Named object pointing entries:
◆ ◆ ◆ ◆ ◆

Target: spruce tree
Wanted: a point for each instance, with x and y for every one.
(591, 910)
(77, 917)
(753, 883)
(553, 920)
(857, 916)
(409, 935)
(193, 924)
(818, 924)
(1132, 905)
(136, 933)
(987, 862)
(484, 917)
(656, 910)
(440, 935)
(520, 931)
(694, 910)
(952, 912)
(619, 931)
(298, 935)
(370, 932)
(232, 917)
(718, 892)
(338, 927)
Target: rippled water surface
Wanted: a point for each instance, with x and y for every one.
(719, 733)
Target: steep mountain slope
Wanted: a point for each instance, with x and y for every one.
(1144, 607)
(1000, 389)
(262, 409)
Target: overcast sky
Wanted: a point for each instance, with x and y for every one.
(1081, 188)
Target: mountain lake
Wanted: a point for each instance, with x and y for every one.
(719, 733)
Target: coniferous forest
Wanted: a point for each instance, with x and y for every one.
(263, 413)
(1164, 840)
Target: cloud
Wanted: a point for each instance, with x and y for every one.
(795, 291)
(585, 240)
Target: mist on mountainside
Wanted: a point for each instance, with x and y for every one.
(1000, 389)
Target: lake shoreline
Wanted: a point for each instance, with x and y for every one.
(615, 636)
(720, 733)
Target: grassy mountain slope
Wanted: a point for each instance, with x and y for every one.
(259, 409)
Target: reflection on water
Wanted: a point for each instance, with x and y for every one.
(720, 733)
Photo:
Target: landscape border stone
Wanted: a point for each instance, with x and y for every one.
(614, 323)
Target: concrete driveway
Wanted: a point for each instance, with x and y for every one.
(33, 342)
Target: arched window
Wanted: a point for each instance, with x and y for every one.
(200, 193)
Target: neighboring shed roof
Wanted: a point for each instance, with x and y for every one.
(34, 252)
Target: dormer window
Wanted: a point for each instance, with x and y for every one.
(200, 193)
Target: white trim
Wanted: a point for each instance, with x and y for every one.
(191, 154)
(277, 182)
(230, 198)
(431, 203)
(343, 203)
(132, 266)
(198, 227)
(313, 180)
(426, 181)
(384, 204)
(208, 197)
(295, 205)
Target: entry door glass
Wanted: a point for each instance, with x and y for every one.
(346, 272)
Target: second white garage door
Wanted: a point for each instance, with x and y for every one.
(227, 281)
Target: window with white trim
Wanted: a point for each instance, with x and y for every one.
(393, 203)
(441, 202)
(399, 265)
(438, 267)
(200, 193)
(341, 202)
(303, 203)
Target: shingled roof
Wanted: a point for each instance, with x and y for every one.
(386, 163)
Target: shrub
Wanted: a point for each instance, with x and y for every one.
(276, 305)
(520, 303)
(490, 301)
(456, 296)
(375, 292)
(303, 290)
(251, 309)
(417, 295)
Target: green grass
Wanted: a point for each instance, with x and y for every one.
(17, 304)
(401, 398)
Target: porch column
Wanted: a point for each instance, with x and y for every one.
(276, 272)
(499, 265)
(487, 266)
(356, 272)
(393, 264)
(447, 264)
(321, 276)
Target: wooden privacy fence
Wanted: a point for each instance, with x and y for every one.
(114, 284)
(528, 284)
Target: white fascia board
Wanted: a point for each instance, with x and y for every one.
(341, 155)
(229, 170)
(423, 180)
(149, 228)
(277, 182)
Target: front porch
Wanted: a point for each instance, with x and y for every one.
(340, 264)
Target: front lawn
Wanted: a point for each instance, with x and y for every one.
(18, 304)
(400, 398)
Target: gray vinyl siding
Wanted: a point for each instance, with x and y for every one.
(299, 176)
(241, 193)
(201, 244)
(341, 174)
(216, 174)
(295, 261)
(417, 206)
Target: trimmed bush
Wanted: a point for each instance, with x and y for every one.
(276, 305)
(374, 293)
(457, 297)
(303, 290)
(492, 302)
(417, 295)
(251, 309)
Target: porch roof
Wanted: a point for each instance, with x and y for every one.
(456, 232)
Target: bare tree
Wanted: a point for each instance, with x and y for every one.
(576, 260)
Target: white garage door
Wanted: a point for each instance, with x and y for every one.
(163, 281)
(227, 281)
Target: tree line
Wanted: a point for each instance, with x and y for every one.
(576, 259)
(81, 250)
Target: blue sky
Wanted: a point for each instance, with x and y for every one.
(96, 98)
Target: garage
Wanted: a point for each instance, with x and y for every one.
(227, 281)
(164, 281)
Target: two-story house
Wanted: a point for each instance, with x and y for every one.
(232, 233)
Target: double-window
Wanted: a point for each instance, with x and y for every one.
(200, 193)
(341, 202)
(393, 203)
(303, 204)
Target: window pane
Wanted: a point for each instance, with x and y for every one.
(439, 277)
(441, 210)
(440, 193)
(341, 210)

◆ ◆ ◆ ◆ ◆

**CHALLENGE**.
Take the records above and return them exactly as written.

**WRITTEN SOLUTION**.
Target: spruce tree
Wanted: a point for each instance, with x and y for every one.
(591, 910)
(77, 917)
(753, 883)
(553, 920)
(857, 916)
(409, 935)
(193, 924)
(818, 924)
(1132, 905)
(136, 933)
(987, 862)
(484, 917)
(656, 910)
(440, 935)
(520, 931)
(694, 910)
(952, 912)
(619, 931)
(298, 935)
(370, 932)
(232, 917)
(718, 892)
(338, 927)
Target: rippled water surface
Wanted: a point for each instance, with x and y for every one.
(719, 733)
Target: steep mountain slope
Wanted: a point for each instance, with x and y for every one.
(1144, 607)
(1000, 389)
(262, 409)
Target: overcast sky
Wanted: a point for each instance, with x and y for every one.
(1081, 188)
Target: mountain lake
Wanted: a point for each instance, with x and y for every one.
(719, 733)
Target: coniferous forest
Wanted: a point for each instance, with x and y for every one.
(263, 413)
(1164, 840)
Target: cloud
Wanted: a point for each instance, with x and y for every one.
(795, 291)
(585, 240)
Target: mist on mountainside
Wanted: a point for each instance, with x and y for every one.
(1000, 389)
Target: lake shoreline
Wanted: a point for each instance, with x and y for every one.
(615, 636)
(720, 733)
Target: grassy mountain slope
Wanted: a point for each instance, with x and y for every one.
(259, 409)
Target: reflection on water
Wanted: a point for each instance, with x and y for every one.
(720, 733)
Photo:
Target: landscape border stone
Wanted: a point for each instance, with x and y for every one.
(614, 323)
Target: concrete driveway
Wanted: a point for each instance, with x and y for every one.
(33, 342)
Target: arched window
Wanted: a point for each instance, with x and y for every one.
(200, 193)
Target: neighboring shed roof
Wanted: a point for each instance, with x and y for every one.
(34, 252)
Target: dormer window
Wanted: a point for each instance, with x and y for every one.
(200, 193)
Target: white trim
Wanted: a point for each instance, with x and y for every one.
(191, 154)
(277, 182)
(230, 198)
(431, 203)
(343, 203)
(132, 266)
(198, 227)
(313, 180)
(426, 181)
(384, 204)
(208, 197)
(295, 205)
Target: entry door glass
Wanted: a point for each instance, with x and y for every one.
(346, 272)
Target: second white garage door
Wanted: a point for each instance, with x and y for every one.
(227, 281)
Target: window with white trim
Wanted: a point for each instance, with x and y for every one.
(393, 203)
(441, 202)
(399, 265)
(438, 267)
(200, 193)
(341, 202)
(303, 203)
Target: shingled roof
Wanted: a point for each instance, with x and y for every one.
(386, 163)
Target: shrub
Wanted: a point for each instance, with x and y for every one.
(276, 305)
(520, 303)
(490, 301)
(456, 296)
(375, 292)
(303, 290)
(251, 309)
(417, 295)
Target: green grass
Wanted: a point for each instance, with x and y for every one.
(17, 304)
(401, 398)
Target: porch column
Wanted: a point for each instance, with x and y for every one.
(276, 272)
(499, 265)
(487, 266)
(356, 272)
(393, 264)
(447, 264)
(321, 276)
Target: wooden privacy fence
Wanted: a point for each instance, with x and y for every one.
(114, 284)
(528, 284)
Target: white fascia board
Wanted: a point for each instance, with x and y for every one.
(341, 155)
(229, 170)
(423, 180)
(149, 228)
(277, 182)
Target: front porch
Wanted: a point for each instance, with x and y for every one.
(340, 264)
Target: front lawn
Wanted: a point for each instance, with x and y for every one.
(18, 304)
(400, 398)
Target: gray vinyl siding
Wanted: a point for each instance, with x and y for every one.
(299, 176)
(241, 193)
(201, 244)
(341, 174)
(216, 174)
(295, 261)
(417, 206)
Target: trimmed bush
Wanted: a point for each instance, with x and y for every one.
(276, 305)
(374, 293)
(457, 297)
(303, 290)
(492, 302)
(417, 295)
(251, 309)
Target: porch roof
Wanted: a point for each instance, with x and y for every one.
(456, 232)
Target: bare tree
Wanted: a point for each instance, with x and y for every one.
(576, 260)
Target: white garage door
Wanted: a point for each instance, with x and y for every one.
(163, 281)
(227, 281)
Target: tree line
Wanted: a point for each instance, with x and y for every one.
(576, 259)
(81, 250)
Target: blue sky
Wanted: a point for each instance, with x and y for every one.
(96, 98)
Target: garage
Wanted: a point for each instance, with x and y for every one.
(227, 281)
(164, 281)
Target: two-story house
Wanted: a point for each instance, with x and y for every one.
(232, 233)
Target: double-window
Wanted: a point for each instance, with x and y for every one.
(200, 193)
(341, 202)
(393, 203)
(303, 204)
Target: window pane
Wanted: a point for each instance, with x and y for every one.
(439, 277)
(441, 210)
(440, 193)
(341, 210)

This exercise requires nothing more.